_RECORDS SHOWN_

= Beginning of Section =

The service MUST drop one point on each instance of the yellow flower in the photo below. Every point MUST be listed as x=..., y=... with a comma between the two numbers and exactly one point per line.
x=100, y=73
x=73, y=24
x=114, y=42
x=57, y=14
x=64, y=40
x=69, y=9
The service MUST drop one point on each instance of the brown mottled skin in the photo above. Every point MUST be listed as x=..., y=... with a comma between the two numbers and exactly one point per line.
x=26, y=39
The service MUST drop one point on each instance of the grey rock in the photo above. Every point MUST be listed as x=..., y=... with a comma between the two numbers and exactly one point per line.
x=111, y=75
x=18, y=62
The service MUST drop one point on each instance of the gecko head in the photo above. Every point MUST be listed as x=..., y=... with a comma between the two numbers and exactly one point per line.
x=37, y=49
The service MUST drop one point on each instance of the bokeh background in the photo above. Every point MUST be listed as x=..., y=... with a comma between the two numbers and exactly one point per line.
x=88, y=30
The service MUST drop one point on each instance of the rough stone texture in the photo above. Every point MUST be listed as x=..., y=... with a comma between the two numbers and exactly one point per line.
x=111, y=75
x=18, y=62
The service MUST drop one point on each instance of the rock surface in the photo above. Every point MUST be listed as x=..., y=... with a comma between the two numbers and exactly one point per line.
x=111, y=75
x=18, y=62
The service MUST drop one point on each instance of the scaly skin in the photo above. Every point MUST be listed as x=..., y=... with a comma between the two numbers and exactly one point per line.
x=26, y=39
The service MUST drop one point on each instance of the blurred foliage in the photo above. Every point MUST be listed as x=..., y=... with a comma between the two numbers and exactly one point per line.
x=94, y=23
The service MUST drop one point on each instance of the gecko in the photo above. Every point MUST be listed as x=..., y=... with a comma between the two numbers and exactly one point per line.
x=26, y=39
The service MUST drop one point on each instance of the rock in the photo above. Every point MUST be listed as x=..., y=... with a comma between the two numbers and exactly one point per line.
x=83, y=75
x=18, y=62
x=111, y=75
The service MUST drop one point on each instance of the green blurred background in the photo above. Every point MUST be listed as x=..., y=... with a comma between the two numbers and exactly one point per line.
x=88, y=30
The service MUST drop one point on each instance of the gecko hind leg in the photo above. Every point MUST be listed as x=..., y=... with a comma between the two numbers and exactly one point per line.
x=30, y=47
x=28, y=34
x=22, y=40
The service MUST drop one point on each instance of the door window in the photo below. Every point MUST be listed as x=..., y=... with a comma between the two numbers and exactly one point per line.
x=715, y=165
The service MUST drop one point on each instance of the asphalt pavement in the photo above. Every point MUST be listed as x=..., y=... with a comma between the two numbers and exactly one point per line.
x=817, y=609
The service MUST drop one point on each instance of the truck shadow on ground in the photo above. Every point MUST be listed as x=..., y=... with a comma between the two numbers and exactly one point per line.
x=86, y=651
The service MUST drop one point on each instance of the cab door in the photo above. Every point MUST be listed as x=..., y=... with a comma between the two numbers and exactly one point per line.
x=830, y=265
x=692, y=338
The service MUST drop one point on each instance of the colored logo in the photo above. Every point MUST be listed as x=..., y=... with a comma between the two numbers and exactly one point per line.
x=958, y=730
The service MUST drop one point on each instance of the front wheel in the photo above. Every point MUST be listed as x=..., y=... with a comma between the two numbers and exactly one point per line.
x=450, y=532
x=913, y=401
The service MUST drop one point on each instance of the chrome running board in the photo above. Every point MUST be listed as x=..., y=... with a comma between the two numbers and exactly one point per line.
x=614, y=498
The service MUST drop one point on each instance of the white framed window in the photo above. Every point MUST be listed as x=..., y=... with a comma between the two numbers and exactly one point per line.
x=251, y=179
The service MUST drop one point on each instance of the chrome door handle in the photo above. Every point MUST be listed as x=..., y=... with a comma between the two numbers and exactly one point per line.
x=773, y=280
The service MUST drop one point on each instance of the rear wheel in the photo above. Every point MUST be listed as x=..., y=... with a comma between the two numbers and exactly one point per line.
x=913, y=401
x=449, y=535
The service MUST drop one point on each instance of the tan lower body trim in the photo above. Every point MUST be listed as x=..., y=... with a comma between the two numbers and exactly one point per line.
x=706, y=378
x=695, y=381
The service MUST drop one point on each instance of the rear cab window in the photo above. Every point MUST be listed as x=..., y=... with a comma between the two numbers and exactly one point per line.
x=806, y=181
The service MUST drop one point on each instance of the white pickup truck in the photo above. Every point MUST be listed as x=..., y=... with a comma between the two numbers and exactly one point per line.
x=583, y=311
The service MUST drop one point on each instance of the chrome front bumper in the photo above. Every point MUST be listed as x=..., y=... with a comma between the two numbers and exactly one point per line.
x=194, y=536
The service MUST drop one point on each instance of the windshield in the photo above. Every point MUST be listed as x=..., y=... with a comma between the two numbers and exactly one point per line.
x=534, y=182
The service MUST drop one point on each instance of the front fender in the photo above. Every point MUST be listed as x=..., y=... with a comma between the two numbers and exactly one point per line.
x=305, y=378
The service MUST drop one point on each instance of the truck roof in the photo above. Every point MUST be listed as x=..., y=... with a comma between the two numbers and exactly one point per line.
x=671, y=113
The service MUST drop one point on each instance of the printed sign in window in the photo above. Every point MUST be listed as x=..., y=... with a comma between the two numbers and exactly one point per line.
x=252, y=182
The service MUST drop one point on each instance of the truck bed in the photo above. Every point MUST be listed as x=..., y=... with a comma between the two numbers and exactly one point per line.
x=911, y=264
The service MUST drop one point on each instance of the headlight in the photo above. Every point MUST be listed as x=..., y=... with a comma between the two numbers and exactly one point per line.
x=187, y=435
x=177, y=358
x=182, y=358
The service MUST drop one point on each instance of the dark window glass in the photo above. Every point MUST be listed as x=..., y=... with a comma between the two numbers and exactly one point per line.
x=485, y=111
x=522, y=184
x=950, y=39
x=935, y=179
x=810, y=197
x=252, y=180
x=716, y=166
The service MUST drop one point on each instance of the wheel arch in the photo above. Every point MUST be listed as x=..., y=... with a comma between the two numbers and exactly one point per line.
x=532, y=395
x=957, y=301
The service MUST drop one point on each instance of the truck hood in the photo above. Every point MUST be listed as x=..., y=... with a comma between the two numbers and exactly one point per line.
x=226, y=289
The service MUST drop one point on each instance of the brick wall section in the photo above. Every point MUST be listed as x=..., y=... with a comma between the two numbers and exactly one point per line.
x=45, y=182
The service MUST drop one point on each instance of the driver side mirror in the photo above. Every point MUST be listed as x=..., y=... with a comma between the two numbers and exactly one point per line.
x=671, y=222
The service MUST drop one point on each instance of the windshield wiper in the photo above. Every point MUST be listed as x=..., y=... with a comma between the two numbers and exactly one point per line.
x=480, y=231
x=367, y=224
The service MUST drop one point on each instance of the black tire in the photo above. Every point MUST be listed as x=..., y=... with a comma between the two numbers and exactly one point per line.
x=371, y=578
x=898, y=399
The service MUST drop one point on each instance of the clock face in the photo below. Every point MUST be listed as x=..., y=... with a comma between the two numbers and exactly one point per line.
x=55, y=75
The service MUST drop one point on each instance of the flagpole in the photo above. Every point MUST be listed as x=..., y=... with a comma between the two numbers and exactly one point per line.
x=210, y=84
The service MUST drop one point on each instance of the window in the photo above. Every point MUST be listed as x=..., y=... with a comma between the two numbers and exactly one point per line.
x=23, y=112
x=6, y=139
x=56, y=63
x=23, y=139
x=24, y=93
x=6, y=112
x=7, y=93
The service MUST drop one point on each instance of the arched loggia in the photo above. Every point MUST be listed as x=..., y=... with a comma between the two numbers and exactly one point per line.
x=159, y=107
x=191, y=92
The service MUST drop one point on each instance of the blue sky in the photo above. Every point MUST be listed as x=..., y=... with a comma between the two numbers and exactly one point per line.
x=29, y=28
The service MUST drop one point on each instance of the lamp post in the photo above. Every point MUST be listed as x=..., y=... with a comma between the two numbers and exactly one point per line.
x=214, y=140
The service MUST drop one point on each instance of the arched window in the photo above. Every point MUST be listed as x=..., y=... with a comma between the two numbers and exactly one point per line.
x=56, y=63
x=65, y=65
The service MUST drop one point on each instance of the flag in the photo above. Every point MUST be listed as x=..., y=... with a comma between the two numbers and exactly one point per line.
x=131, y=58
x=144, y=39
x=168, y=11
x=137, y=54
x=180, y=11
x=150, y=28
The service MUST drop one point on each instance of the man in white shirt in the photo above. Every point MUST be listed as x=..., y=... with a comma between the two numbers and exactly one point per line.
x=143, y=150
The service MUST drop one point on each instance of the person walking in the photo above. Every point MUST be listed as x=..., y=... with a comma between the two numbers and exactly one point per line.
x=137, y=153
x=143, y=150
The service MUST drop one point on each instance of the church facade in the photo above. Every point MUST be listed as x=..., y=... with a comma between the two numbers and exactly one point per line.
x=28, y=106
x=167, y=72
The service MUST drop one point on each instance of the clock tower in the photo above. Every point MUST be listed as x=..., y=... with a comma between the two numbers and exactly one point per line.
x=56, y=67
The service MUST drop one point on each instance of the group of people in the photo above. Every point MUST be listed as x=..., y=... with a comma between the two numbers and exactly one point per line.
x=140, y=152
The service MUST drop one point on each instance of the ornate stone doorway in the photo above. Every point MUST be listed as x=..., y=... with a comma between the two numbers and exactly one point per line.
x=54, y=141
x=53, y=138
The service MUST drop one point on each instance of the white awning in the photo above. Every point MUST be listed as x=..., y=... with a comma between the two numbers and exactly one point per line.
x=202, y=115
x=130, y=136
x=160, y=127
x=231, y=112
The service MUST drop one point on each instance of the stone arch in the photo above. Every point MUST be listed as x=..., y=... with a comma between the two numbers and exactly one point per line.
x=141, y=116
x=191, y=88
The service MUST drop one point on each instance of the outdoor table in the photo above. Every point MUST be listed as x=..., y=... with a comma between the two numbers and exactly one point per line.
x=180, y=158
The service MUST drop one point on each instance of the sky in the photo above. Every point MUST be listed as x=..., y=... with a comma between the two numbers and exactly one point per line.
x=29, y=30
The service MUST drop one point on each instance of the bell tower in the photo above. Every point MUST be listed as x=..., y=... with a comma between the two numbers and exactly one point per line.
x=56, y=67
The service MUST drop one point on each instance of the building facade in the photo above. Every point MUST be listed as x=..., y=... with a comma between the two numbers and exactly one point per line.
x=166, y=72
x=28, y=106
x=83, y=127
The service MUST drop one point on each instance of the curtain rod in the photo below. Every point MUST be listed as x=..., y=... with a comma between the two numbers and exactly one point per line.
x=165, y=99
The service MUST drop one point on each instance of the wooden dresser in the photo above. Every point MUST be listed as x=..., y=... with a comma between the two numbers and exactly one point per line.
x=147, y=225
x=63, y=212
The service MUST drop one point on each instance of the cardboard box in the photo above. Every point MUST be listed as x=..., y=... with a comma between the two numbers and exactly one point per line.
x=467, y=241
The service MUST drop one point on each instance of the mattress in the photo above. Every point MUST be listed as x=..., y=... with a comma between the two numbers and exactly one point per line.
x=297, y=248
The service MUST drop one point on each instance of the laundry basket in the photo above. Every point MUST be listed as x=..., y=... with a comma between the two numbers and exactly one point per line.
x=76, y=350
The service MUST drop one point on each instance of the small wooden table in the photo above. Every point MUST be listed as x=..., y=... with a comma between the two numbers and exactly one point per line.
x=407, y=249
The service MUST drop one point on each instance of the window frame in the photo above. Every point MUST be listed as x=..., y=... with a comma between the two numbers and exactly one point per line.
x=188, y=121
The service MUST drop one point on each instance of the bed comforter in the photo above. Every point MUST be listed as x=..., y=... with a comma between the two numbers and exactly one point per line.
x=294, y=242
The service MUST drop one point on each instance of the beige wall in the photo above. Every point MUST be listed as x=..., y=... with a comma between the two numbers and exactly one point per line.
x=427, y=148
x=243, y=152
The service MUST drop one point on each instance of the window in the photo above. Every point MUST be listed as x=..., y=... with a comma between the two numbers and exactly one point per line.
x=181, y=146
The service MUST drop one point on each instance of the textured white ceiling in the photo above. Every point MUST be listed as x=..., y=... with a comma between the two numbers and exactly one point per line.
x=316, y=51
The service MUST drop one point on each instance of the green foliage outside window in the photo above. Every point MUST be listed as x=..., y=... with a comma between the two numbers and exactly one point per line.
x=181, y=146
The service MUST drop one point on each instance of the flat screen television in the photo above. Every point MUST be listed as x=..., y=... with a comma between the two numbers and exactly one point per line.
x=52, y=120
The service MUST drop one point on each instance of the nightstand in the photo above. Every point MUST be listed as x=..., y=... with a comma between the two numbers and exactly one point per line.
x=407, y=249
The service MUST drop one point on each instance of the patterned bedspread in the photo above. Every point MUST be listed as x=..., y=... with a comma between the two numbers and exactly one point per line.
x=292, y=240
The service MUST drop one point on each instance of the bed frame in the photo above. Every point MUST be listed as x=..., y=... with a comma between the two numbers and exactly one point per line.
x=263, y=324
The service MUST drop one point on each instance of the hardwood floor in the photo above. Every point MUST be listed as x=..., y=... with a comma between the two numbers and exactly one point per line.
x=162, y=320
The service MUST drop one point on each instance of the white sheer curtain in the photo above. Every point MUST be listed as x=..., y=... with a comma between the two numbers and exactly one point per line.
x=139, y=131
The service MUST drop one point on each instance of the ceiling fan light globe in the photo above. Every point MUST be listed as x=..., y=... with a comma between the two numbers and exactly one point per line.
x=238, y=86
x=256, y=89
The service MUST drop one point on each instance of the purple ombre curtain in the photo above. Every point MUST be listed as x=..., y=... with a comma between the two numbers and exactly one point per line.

= End of Section =

_BRIEF_
Write out only those lines of the entries that lie between the line containing "the white sheer" and the last line, inclusive, reproducing them exactly.

_SOLUTION FOR THIS EXERCISE_
The service MUST drop one point on each instance of the white sheer curtain in the photo above. Every point MUST be listed as x=..., y=... with a comma between the two numbers and exactly one point per line.
x=139, y=131
The service MUST drop one point on each instance of the ceiling fan light globe in the photo above. Every point MUST be listed as x=..., y=... with a comma between the two numbers and exactly one point per line.
x=238, y=86
x=256, y=89
The service MUST drop one point on each instance of the purple ombre curtain in the photo above. Every point MUST be listed as x=..., y=... with a comma between the two numbers and exactly one point per line.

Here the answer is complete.